Lavoro richiesto: Ricopia per favore il passo del testo sulle infezioni ospedaliere che va da "(DIRE) Roma, 8" fino a "chiamati a rispettare.", quest'ultimo compreso.

Estratto del documento:

########################################

(DIRE) Roma, 8 giu. - Su 10 milioni di pazienti ricoverati ogni anno negli ospedali italiani, circa il 6% contrae un'infezione ospedaliera durante la degenza e l'1% di questi 600.000 andra' incontro al decesso. In sintesi, le infezioni ospedaliere come polmoniti o setticemie (tecnicamente definite Ica, "Infezioni correlate all'assistenza" sanitaria, quindi che non erano manifeste ne' in incubazione al momento del ricovero) causano direttamente almeno 6000 morti l'anno. Per dare un'idea delle dimensioni del fenomeno, i decessi causati dagli incidenti stradali non raggiungono neanche lontanamente quel numero. Numero che salirebbe ancora se venissero calcolati i decessi causati "indirettamente" dalle Ica. Secondo il Report dello Studio Chiarini, circa la meta' delle morti da Ica si eviterebbe con una corretta prevenzione che tutti gli ospedali sarebbero chiamati a rispettare.

########################################

Dati forniti:
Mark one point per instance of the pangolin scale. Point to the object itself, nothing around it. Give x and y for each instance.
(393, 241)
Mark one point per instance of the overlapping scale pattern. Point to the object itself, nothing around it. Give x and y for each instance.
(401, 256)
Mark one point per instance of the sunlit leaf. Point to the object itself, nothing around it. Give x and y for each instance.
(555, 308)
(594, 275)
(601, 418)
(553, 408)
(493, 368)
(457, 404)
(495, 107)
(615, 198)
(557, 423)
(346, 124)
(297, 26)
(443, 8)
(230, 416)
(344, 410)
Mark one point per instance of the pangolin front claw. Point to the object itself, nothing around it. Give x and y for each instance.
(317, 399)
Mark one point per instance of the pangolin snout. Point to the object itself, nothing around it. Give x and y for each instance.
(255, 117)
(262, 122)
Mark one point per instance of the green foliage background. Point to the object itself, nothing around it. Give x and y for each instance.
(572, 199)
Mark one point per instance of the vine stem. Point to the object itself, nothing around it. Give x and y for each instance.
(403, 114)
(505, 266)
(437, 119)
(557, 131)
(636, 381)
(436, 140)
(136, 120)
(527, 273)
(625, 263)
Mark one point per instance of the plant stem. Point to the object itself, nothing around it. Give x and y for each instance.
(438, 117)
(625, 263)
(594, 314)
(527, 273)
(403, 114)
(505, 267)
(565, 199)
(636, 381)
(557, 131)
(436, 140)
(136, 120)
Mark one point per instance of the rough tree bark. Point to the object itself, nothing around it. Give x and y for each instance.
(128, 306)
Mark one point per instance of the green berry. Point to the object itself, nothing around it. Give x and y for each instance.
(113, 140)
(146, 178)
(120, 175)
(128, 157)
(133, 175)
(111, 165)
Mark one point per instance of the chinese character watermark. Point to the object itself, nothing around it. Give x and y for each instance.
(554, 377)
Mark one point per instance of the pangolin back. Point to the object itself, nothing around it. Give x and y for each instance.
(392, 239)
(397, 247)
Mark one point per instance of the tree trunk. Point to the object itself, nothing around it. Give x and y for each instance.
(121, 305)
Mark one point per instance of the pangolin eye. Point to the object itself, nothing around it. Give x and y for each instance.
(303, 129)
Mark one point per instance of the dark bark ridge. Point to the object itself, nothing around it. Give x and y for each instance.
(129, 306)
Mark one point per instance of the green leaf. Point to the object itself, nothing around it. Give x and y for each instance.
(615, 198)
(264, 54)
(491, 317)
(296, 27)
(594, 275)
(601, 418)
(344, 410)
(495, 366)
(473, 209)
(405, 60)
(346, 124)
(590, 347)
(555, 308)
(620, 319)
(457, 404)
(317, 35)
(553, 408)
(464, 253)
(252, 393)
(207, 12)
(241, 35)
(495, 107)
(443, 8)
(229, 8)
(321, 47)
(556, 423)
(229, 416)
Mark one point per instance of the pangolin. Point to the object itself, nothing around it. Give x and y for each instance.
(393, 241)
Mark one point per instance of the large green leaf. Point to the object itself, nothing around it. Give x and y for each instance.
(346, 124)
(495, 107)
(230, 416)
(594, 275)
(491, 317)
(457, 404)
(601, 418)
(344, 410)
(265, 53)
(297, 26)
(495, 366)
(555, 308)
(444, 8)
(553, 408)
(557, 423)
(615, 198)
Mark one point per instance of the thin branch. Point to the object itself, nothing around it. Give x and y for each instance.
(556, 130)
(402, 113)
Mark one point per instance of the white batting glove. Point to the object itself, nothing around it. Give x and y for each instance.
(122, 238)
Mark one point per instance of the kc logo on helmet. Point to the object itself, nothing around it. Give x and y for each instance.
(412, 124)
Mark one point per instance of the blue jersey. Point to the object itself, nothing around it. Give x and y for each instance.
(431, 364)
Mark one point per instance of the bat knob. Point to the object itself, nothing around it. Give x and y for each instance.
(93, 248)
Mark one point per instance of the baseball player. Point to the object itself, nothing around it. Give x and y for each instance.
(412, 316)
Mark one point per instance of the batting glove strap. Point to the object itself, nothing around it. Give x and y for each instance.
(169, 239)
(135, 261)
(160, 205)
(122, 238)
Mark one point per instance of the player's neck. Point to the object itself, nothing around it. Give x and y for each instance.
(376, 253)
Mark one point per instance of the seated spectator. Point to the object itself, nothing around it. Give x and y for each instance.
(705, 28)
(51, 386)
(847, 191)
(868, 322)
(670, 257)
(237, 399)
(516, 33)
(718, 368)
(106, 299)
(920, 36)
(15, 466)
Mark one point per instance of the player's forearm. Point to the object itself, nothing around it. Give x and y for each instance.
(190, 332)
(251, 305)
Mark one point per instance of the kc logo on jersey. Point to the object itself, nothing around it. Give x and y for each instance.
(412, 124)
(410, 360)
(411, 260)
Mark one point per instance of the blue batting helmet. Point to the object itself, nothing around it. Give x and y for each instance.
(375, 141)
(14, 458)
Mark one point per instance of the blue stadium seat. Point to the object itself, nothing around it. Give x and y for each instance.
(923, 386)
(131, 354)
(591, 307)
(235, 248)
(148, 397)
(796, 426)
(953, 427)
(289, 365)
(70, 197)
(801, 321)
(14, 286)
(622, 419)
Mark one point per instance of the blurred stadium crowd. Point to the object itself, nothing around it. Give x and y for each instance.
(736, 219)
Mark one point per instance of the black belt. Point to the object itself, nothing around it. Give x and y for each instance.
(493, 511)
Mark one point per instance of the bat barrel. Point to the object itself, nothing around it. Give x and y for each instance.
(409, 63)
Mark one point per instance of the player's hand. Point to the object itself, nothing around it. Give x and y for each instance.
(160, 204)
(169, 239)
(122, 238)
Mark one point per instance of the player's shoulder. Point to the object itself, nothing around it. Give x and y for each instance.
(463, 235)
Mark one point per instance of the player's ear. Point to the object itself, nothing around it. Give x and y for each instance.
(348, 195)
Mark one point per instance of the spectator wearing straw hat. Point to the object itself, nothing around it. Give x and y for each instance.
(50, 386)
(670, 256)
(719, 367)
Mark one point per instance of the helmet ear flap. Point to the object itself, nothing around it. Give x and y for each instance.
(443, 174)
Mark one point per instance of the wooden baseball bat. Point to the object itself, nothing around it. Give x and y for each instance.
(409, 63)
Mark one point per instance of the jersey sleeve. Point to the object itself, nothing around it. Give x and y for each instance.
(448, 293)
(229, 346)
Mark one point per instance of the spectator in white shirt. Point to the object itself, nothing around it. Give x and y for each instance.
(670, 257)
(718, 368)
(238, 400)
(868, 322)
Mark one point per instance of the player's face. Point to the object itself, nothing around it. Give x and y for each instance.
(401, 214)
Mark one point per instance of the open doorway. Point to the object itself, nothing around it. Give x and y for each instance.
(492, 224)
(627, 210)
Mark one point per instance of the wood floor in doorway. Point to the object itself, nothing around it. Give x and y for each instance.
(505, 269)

########################################

Soluzione dell'esercizio:
(DIRE) Roma, 8 giu. - Su 10 milioni di pazienti ricoverati ogni anno negli ospedali italiani, circa il 6% contrae un'infezione ospedaliera durante la degenza e l'1% di questi 600.000 andra' incontro al decesso. In sintesi, le infezioni ospedaliere come polmoniti o setticemie (tecnicamente definite Ica, "Infezioni correlate all'assistenza" sanitaria, quindi che non erano manifeste ne' in incubazione al momento del ricovero) causano direttamente almeno 6000 morti l'anno. Per dare un'idea delle dimensioni del fenomeno, i decessi causati dagli incidenti stradali non raggiungono neanche lontanamente quel numero. Numero che salirebbe ancora se venissero calcolati i decessi causati "indirettamente" dalle Ica. Secondo il Report dello Studio Chiarini, circa la meta' delle morti da Ica si eviterebbe con una corretta prevenzione che tutti gli ospedali sarebbero chiamati a rispettare.